◆ **EXTRACTED TEXT**
Interaction effect would be if you run two different experiments together to what extent are they contaminating one another? Then they say there are 2 firm camps about this. Both camps are inhabited by very clever scientists with equally impressive PHDs who say exactly the opposite.
The one camp says there is nothing to worry about and the other says there is a lot of contamination and you have got to account for this. Her advice, having looked at the data, is to apply some sort of mechanism to account for that.
We use a standard recommendation of 30%. If we get an uplift of 100 we only count 70 and we will write off the rest to this affect whether it is there or not, because the effect could also be positive but we er on the side of caution.
One more is the novelty effect, the fact that over time the win you get today is maybe not as strong as it was today 6 months from now, and nobody knows, there is nobody on this planet earth that can tell you whether that is actually true or not for this experiment, but we have a model for that, a sliding scale that you start with 100 but you end up with 50, 6 months down the line, it tapers off.
There is another perspective to this question, so if you ask the question regarding ROI, the best answer I’ve ever heard is from a guy I love from Harvard Business School, Professor Stefan Thomke, who is one of the world’s authorities on experimentation. He has spent 20 years of his life researching this, writing papers on this and talking about it to the brightest minds and he knows a few things about this and when he was asked this question about ROI, he said the question is not how do I measure ROI or what is the ROI, he said the question is what is the cost of not doing it – how can you even talk about not testing, because you have 3 options really the way I see it:
ROI I think takes a different approach to that.
MS: This comes down to what you do with your results and also what you did to set the test up in the first place. The three of us here, we believe that CRO is not a project, you can’t complete it. Websites or any digital service declines in performance over time if you leave it alone, that is a fact. If you leave something alone, people will stop coming there and stop buying things. In order to offset that you have to constantly keep making small wins along the way, even just to keep level.
How that ties into the individual test, I went into this briefly earlier when you are looking at the tests you are about to run, you have to look at what tracking you have in there that will tell you something more than just if your experience is better or worse. That is great to know, you need to know if the test is going to make your company more or less money, that is a given. But what other data points are you looking for that might also change along the way.
So that comes into the planning stage, before you run the test, what extra information could I have to fuel something for the future. The other part happens post-test, when you’re working through your analysis. I want to draw a pretty clear distinction between reporting and analysis at this point. Reporting is telling someone the numbers from a test, that is not analysis that is reading numbers off a screen, and anyone can do that.
Where it becomes analysis, is where you follow a flow to an end outcome, so for us we refer to this as DIR, Data Insight Recommendation.
Data = What happened (your numbers)
Insight = Why do you think that happened
Recommendation = What do we do with that insight that we have?
If you can’t take a piece of data and follow that flow down, there is no value in that data. The data is about what you can do with it in the future.

◆ **WHAT YOU ARE ASKED TO DO**
Quote the experimentation transcript word for word, starting with "There is another" and going on through "approach to that.".

◆ **RAW DATA**
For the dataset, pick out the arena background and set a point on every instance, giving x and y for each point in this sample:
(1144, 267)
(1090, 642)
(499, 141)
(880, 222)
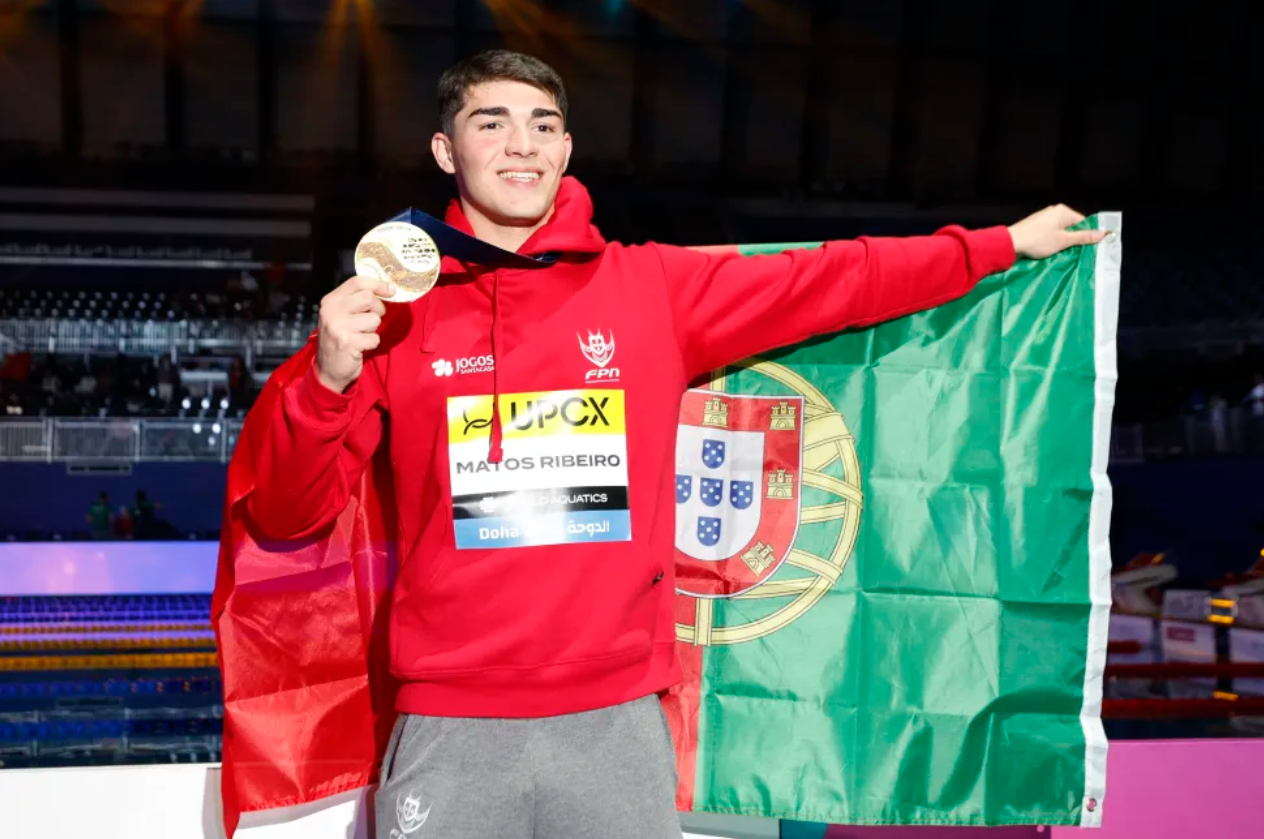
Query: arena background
==
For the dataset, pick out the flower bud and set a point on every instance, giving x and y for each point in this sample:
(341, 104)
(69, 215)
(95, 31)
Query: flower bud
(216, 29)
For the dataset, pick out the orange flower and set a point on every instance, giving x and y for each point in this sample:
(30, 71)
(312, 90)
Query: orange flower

◆ **OUTPUT OF THE EXERCISE**
There is another perspective to this question, so if you ask the question regarding ROI, the best answer I’ve ever heard is from a guy I love from Harvard Business School, Professor Stefan Thomke, who is one of the world’s authorities on experimentation. He has spent 20 years of his life researching this, writing papers on this and talking about it to the brightest minds and he knows a few things about this and when he was asked this question about ROI, he said the question is not how do I measure ROI or what is the ROI, he said the question is what is the cost of not doing it – how can you even talk about not testing, because you have 3 options really the way I see it:
ROI I think takes a different approach to that.